**AIM OF THE TASK**
Reproduce all of the records below verbatim, keeping every line in its original order.

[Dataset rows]
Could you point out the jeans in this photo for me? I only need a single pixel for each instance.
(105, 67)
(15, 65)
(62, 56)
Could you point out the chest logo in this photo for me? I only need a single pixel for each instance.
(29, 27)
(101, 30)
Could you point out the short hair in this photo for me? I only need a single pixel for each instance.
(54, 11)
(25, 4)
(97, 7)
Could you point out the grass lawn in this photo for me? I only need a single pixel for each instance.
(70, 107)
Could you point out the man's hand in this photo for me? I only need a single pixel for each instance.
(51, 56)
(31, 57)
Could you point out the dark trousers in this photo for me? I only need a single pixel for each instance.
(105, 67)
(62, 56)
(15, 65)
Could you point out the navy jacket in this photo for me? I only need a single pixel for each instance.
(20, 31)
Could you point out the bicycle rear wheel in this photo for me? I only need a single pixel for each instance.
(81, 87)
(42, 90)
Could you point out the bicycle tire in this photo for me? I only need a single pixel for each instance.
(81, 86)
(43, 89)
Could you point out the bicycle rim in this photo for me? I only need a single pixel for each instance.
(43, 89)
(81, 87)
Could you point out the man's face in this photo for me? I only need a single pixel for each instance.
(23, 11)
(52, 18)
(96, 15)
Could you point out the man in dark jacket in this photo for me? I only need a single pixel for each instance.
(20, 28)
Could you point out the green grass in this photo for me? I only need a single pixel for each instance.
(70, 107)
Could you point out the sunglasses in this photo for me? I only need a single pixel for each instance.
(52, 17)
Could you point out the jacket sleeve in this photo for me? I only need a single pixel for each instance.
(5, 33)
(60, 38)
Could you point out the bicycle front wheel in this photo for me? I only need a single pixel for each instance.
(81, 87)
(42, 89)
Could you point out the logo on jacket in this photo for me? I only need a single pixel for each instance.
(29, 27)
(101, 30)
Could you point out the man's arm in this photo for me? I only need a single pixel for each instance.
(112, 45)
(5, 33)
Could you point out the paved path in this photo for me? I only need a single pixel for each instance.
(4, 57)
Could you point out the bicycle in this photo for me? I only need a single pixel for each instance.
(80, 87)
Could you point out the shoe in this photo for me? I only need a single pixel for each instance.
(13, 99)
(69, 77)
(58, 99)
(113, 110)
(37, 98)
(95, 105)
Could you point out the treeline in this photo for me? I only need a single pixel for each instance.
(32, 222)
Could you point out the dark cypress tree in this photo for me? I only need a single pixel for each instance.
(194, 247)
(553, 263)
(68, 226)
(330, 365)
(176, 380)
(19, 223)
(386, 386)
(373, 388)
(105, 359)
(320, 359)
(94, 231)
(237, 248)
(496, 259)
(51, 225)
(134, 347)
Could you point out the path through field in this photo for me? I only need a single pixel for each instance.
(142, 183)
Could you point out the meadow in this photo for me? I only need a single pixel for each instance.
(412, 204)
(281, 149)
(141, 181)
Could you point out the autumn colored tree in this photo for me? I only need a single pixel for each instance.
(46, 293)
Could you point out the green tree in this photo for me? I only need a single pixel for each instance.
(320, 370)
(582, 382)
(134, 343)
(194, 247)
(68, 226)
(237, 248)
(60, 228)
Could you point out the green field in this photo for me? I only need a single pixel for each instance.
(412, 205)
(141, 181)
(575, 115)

**THE OUTPUT**
Could you point out the jeans in this photo for me? I only need a single pixel for each instance.
(105, 67)
(15, 65)
(62, 56)
Could you point out the chest logo in this photo for me? I only need a single pixel for each instance.
(29, 27)
(101, 30)
Could you point out the short hair in this photo for me? I only need a single pixel for each instance.
(54, 11)
(25, 4)
(97, 7)
Could you point out the grass lawn in this photo for me? I only need a single pixel for each instance.
(70, 107)
Could you point out the man's hand in this photo for me? I only need a single pixel for each instance.
(51, 56)
(31, 57)
Could you point out the dark trousers in this photo for me? I only need a single pixel for each instance.
(105, 67)
(62, 56)
(15, 65)
Could you point out the navy jacket in this photo for me? I only need a single pixel for each instance.
(20, 31)
Could you point out the bicycle rear wheel in this photo for me? I only need a single pixel for each instance.
(81, 87)
(42, 90)
Could you point out the bicycle tire in this photo for me? I only need a single pixel for each instance.
(81, 86)
(43, 89)
Could you point out the bicycle rim in this photo for me? I only need a single pixel for each instance.
(43, 89)
(81, 87)
Could you point out the man's face in this photo for me? I only need a single pixel for each instance.
(23, 11)
(52, 18)
(96, 15)
Could you point out the man in dark jacket in this photo for me? I only need a single pixel for each instance.
(20, 28)
Could you point out the green grass in this photo for me? I only need a single pixel for each instance.
(70, 107)
Could you point out the sunglasses in this photo for me? I only need a single pixel for each instance.
(52, 17)
Could you point out the jacket sleeve in this photo for me? I only need a single pixel for each instance.
(5, 33)
(60, 38)
Could you point out the bicycle front wheel in this photo for me? I only need a single pixel for each instance.
(81, 87)
(42, 89)
Could you point out the logo on jacket in this photo for me? I only need a single pixel for each instance.
(29, 27)
(101, 30)
Could you point out the man's arm in this photo for me? I only need a single pixel for each instance.
(112, 45)
(5, 33)
Could you point out the paved path in this photo for me? I only need a single pixel for each instance.
(4, 57)
Could you point out the bicycle in this photo for me? I only need a single pixel for each instance.
(80, 87)
Could you point out the shoe in this photo for me? I only need a single pixel for each instance.
(13, 99)
(69, 77)
(58, 99)
(113, 110)
(37, 98)
(95, 105)
Could you point out the treeline in this photo for me? I only need a single pixel for each instance.
(32, 222)
Could you point out the dark cypress tree in this photo for me? I only need a single pixel for each instance.
(194, 247)
(553, 263)
(68, 226)
(330, 365)
(176, 380)
(19, 223)
(386, 386)
(373, 388)
(105, 359)
(320, 359)
(94, 231)
(237, 248)
(496, 259)
(51, 225)
(134, 347)
Could you point out the path through field in this photo for me? I only need a single pixel for each instance.
(142, 183)
Could you point out the meadow in this photo for me? I only need a single pixel for each instance.
(412, 204)
(281, 149)
(141, 181)
Could you point out the autumn colored tree in this photo for me? I only need a single pixel for each instance.
(46, 293)
Could you point out the green tree in this photo for me? I only need a single pixel for each instance.
(320, 370)
(582, 382)
(134, 343)
(194, 247)
(68, 226)
(237, 248)
(60, 228)
Could you point out the green field in this photo for me? I only need a single pixel for each instance.
(412, 205)
(141, 181)
(575, 115)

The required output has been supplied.